Standards-Based Grading and Reporting

Standards-based grading (SBG) is a dry term for a beautiful thing: clarity. Clarity for students. Clarity for teachers. Clarity for parents. Without a set of identifiers—or standards—of what a student should be able to do proficiently, subjectivity and injustice can ensue. Without clear learning targets, how can any learner, especially a child or teen, improve? Why would they want to?

 

Common Goal Systems Inc.’s webpage What is Standards Based Gradingat teacherease.com provides an excellent comparison of traditional grading:

Traditional grading has often represented the amount of assignments a student has completed. Teachers might also throw into the pot grades for participation and effort. However, this way of evaluation does not exactly represent what a student has learned or is able to do.

 

SBG uses a specific scale to rank student proficiency levels. A scale of 1-4 or 0-4  reflects a student’s increasing ability in discrete skills from Little to No Mastery to Partial Mastery to Proficient, and finally to Advanced/Mastery. In the end, it is not difficult to translate this to letter grades. More importantly, SBG allows teachers to give specific feedback in addition to clearly seeing what requires re-teaching for some or all of the students. The writers at teacherease.com liken SBG to “a ladder, where students climb up, ‘a rung at a time,’ eventually reaching the top.” Many parents like SBG because they can see exactly what their child is able to do, why their child has earned a particular grade, and how they can effectively support him or her.

+ + + +

From the text on standards-based grading, extract the passage starting with "Common Goal Systems" and going on through "able to do.", copied word for word.

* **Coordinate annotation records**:
+ + + +

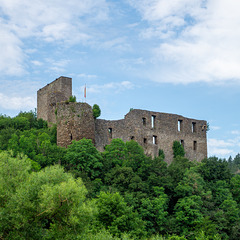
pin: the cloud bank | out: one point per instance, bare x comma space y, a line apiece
198, 39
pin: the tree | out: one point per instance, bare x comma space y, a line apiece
188, 214
213, 169
50, 203
154, 211
96, 111
83, 156
72, 99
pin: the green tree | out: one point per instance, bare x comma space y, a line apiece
188, 214
50, 203
117, 217
82, 156
154, 211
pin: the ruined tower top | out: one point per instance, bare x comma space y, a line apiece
48, 96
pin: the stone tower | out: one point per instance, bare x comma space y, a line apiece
74, 122
53, 93
154, 131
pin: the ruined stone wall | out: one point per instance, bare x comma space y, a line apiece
48, 96
74, 122
154, 131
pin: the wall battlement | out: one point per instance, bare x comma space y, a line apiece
47, 97
152, 130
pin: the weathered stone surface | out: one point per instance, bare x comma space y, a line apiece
165, 132
152, 130
74, 122
47, 97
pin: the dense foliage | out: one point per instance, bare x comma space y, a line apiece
48, 192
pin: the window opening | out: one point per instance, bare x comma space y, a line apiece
193, 127
195, 145
179, 125
153, 121
144, 121
110, 132
154, 139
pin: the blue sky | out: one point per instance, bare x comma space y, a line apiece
178, 56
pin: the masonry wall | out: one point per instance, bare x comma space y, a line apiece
74, 122
154, 131
48, 96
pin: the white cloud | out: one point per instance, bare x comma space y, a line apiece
113, 86
12, 56
223, 148
51, 21
199, 39
215, 128
235, 132
16, 102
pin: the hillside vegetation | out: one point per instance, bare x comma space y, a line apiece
49, 192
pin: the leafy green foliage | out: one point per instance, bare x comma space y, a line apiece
117, 216
96, 111
48, 203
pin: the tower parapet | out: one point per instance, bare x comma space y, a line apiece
152, 130
74, 122
48, 96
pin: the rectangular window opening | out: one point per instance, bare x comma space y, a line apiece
110, 132
154, 139
179, 125
153, 121
193, 127
195, 145
144, 121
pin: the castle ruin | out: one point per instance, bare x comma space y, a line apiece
152, 130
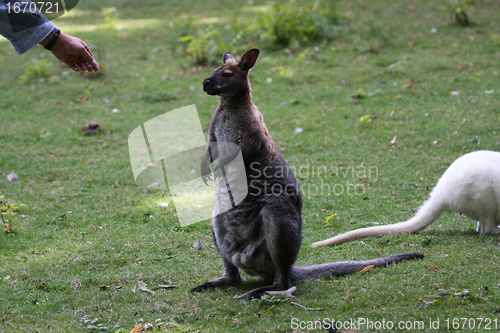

+ + + +

* **Right answer**:
Common Goal Systems Inc.’s webpage What is Standards Based Gradingat teacherease.com provides an excellent comparison of traditional grading:

Traditional grading has often represented the amount of assignments a student has completed. Teachers might also throw into the pot grades for participation and effort. However, this way of evaluation does not exactly represent what a student has learned or is able to do.